§ What you need to do:
A - Decide whether each statement agrees with the Ruby logging guide below: (i) the example code sets the logger level to Logger::DEBUG; (ii) the guide names rate limiting as a failure point in web scraping; (iii) the example logs the error backtrace at debug level. For each, answer yes or no and quote the deciding words of the guide.
B - Write the next part of the Ruby logging guide, picking up after its last line.

§ Document excerpt:
>>>>>

How do I implement proper logging for Ruby web scraping projects?
Proper logging is essential for Ruby web scraping projects to monitor performance, debug issues, track success rates, and maintain reliable scraping operations. This guide covers comprehensive logging strategies, from basic setup to advanced structured logging patterns.
Why Logging Matters in Web Scraping
Web scraping involves numerous potential failure points: network timeouts, rate limiting, HTML structure changes, and anti-bot measures. Effective logging helps you:
- Debug scraping failures and understand why requests fail
- Monitor scraping performance and identify bottlenecks
- Track success rates and data quality metrics
- Comply with rate limits and avoid getting blocked
- Maintain audit trails for compliance and debugging
Basic Logging Setup with Ruby's Logger
Ruby's built-in Logger
class provides a solid foundation for web scraping projects:
require 'logger'
require 'net/http'
require 'nokogiri'
class WebScraper
def initialize
@logger = Logger.new(STDOUT)
@logger.level = Logger::INFO
@logger.formatter = proc do |severity, datetime, progname, msg|
"[#{datetime}] #{severity}: #{msg}\n"
end
end
def scrape_page(url)
@logger.info "Starting scrape for #{url}"
begin
response = fetch_page(url)
@logger.info "Successfully fetched #{url} (#{response.code})"
doc = Nokogiri::HTML(response.body)
data = extract_data(doc)
@logger.info "Extracted #{data.length} items from #{url}"
data
rescue => e
@logger.error "Failed to scrape #{url}: #{e.message}"
@logger.debug e.backtrace.join("\n")
[]
end
end
private
def fetch_page(url)

<<<<<

§ Supplied information:

>>>>>

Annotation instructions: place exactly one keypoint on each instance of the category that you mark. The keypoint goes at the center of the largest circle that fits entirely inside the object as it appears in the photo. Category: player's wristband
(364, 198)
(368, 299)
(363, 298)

<<<<<
>>>>>

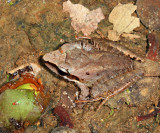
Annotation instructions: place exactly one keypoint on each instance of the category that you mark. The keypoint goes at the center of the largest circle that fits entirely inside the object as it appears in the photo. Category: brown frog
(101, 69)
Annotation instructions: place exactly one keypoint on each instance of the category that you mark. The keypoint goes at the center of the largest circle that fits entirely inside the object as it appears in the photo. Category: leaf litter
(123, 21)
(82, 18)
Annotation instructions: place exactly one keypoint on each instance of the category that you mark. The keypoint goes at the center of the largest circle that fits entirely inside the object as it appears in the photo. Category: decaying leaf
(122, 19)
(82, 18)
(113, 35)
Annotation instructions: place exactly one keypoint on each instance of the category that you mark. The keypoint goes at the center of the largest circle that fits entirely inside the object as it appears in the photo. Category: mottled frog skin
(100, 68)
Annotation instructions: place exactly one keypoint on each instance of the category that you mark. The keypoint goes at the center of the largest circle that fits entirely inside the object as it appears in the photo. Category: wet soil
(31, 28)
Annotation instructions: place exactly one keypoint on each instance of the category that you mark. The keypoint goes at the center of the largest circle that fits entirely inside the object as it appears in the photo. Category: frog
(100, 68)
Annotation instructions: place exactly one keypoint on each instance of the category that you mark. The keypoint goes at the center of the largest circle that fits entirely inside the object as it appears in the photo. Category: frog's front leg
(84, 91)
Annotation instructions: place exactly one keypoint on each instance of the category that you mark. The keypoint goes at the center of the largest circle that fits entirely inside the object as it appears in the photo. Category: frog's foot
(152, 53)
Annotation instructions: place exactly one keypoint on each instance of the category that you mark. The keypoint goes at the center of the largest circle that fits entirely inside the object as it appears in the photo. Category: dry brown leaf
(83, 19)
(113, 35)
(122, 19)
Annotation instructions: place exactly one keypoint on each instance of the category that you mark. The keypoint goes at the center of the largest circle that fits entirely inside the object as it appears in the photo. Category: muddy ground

<<<<<

§ Outputs in order:
A -
(i) No: "@logger.level = Logger::INFO"
(ii) Yes: "network timeouts, rate limiting, HTML structure changes, and anti-bot measures"
(iii) Yes: "@logger.debug e.backtrace.join("\n")"

B -
uri = URI(url)
http = Net::HTTP.new(uri.host, uri.port)
http.use_ssl = true if uri.scheme == 'https'
request = Net::HTTP::Get.new(uri)
request['User-Agent'] = 'Mozilla/5.0 (compatible; WebScraper)'
@logger.debug "Sending request to #{url}"
response = http.request(request)
unless response.is_a?(Net::HTTPSuccess)
@logger.warn "Non-success response: #{response.code} for #{url}"
end
response
end
def extract_data(doc)
# Your extraction logic here
[]
end
end
Advanced Logging with Multiple Outputs
For production scraping projects, you'll want to log to multiple destinations and use different log levels:
require 'logger'
class AdvancedScraper
def initialize
setup_logging
end
private
def setup_logging
# Console logger for development
@console_logger = Logger.new(STDOUT)
@console_logger.level = Logger::INFO
# File logger for persistent storage
@file_logger = Logger.new('logs/scraper.log', 'daily')
@file_logger.level = Logger::DEBUG
# Error-specific logger
@error_logger = Logger.new('logs/errors.log')
@error_logger.level = Logger::ERROR
# Custom formatter
formatter = proc do |severity, datetime, progname, msg|
"[#{datetime.strftime('%Y-%m-%d %H:%M:%S')}] #{severity.ljust(5)} #{progname}: #{msg}\n"
end
[@console_logger, @file_logger, @error_logger].each do |logger|
logger.formatter = formatter
end
end
def log_info(message, context = {})
formatted_msg = format_message(message, context)
@console_logger.info(formatted_msg)
@file_logger.info(formatted_msg)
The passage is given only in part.